--- START ---
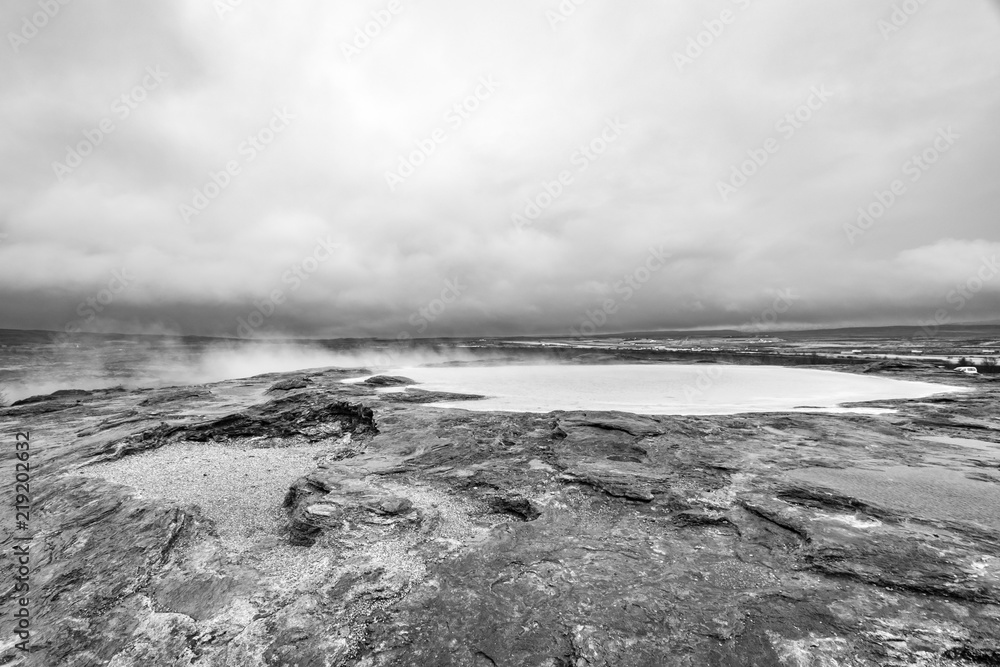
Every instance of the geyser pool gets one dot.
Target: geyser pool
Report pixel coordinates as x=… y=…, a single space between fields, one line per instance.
x=661 y=389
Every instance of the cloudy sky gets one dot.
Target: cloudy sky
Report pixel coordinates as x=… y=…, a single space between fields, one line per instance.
x=457 y=167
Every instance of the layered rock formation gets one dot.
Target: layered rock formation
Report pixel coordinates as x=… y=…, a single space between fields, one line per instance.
x=298 y=520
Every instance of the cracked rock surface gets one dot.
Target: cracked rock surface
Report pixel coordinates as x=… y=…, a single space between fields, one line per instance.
x=299 y=520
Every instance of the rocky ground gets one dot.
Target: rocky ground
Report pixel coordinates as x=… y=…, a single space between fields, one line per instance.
x=295 y=520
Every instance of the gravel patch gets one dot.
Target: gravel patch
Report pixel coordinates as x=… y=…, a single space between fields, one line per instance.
x=240 y=487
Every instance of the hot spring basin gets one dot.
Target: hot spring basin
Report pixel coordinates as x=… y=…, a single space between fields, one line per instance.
x=662 y=389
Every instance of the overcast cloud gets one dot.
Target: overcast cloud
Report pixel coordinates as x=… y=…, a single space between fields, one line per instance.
x=308 y=118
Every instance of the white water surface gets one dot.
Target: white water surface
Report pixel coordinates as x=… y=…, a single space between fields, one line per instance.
x=663 y=389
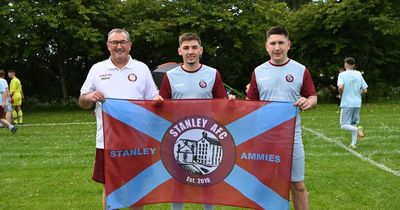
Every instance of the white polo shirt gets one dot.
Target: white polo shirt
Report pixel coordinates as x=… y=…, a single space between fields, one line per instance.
x=134 y=81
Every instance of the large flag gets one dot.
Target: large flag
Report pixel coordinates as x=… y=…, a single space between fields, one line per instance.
x=217 y=151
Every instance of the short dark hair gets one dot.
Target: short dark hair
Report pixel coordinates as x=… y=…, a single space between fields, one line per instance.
x=189 y=37
x=350 y=60
x=278 y=30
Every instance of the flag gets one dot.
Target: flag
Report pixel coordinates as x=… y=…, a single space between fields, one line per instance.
x=213 y=151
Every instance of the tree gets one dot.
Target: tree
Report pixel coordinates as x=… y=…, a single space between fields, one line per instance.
x=325 y=33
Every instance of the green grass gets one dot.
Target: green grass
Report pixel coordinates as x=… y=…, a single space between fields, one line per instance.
x=48 y=163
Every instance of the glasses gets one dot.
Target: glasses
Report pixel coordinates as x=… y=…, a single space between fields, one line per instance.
x=123 y=43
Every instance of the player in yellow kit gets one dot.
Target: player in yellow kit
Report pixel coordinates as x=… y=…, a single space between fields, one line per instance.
x=16 y=95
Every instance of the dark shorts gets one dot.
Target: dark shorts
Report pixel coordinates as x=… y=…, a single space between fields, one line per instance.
x=98 y=171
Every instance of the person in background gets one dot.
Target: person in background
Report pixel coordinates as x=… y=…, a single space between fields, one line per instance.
x=5 y=103
x=284 y=79
x=351 y=85
x=121 y=77
x=192 y=80
x=16 y=96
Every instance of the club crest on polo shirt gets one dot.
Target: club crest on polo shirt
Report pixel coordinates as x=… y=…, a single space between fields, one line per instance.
x=198 y=150
x=289 y=78
x=132 y=77
x=203 y=84
x=105 y=76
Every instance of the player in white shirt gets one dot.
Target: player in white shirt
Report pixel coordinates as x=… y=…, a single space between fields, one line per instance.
x=120 y=76
x=351 y=85
x=5 y=105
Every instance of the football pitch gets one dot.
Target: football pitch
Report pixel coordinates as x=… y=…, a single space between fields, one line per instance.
x=48 y=163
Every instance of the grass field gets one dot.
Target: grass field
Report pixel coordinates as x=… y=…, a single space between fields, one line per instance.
x=48 y=163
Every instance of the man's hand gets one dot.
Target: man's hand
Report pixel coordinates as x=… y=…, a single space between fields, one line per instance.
x=158 y=100
x=86 y=101
x=306 y=103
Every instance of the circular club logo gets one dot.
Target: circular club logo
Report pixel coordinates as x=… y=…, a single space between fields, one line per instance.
x=198 y=150
x=289 y=78
x=132 y=77
x=203 y=84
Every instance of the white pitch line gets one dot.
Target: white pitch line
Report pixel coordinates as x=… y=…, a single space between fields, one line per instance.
x=362 y=157
x=54 y=124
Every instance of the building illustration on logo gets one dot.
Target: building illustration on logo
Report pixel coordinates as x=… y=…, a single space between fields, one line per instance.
x=201 y=156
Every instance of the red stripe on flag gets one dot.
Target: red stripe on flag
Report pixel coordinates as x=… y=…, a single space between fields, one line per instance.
x=120 y=162
x=263 y=155
x=212 y=194
x=215 y=108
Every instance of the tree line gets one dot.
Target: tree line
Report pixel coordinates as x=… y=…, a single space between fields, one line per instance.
x=52 y=44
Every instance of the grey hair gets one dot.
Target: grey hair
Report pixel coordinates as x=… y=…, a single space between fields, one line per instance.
x=118 y=30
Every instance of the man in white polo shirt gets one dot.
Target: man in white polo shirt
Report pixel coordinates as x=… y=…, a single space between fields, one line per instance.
--- END ---
Task statement: From the first line of the records through the line containing "Target: cracked rock surface", please output exactly those lines and nothing more, leaving out the pictures.

Result of the exercise:
Every instance of the geyser pool gets one dot.
Target: geyser pool
Report pixel coordinates as x=… y=…, a single space between fields, one line per instance.
x=661 y=389
Every instance of the cloudy sky gets one dot.
Target: cloudy sky
Report pixel coordinates as x=… y=…, a single space between fields, one line per instance.
x=457 y=167
Every instance of the layered rock formation gets one dot.
Target: layered rock formation
Report pixel coordinates as x=… y=…, a single space between fields, one line per instance.
x=298 y=520
Every instance of the cracked rock surface gets one dot.
Target: cracked rock surface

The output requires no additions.